Exercise instructions. From the first line of the data through the line containing "Can you find the window", return each line exactly.

Extracted data.
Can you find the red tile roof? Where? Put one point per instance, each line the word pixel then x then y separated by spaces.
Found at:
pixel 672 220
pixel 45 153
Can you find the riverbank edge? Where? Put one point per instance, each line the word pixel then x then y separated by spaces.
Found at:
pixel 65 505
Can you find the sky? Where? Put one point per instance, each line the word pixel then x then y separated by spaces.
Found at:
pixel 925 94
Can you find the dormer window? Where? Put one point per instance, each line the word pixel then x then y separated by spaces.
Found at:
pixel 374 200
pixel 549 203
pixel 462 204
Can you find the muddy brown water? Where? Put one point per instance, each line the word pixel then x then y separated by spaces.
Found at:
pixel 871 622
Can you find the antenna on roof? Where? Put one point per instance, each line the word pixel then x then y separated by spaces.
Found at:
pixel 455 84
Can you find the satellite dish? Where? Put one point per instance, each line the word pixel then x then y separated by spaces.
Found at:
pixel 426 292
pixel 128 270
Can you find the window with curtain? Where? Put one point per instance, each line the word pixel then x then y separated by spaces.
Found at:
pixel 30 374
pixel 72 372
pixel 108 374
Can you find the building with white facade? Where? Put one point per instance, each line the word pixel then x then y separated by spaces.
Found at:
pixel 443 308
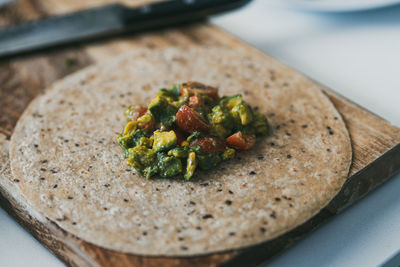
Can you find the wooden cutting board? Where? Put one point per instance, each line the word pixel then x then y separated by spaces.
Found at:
pixel 376 143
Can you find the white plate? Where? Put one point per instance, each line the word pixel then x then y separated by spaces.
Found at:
pixel 337 5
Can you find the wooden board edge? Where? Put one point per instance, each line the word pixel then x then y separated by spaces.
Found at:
pixel 356 187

Task output.
Can you find the red tile roof? Where? Put one point per instance, each line the word pixel then x then y separated by spaces.
Found at:
pixel 672 220
pixel 45 153
Can you find the riverbank edge? Where? Put one point per instance, each line the word pixel then x then y separated by spaces.
Found at:
pixel 65 505
Can you find the sky? Where? Put one point per instance, each line the word pixel then x then y separated by spaces.
Found at:
pixel 925 94
Can you find the dormer window? Where? Put one point per instance, each line the word pixel then x then y separated by spaces.
Found at:
pixel 374 200
pixel 549 203
pixel 462 204
Can you find the muddy brown water? Where? Put one point per instance, each line the word pixel then x then y separated by spaces.
Found at:
pixel 871 622
Can you find the antenna on roof? Where? Put one point per instance, each line the word pixel then x then y separated by spaces.
Found at:
pixel 455 84
Can you find the satellite dish? Where? Put one point per instance, each line the word pixel then x then y separated by spaces.
Found at:
pixel 426 292
pixel 128 270
Can you find the window with curtain? Where? Put one point per instance, each line the word pixel then x then y separated by spaces.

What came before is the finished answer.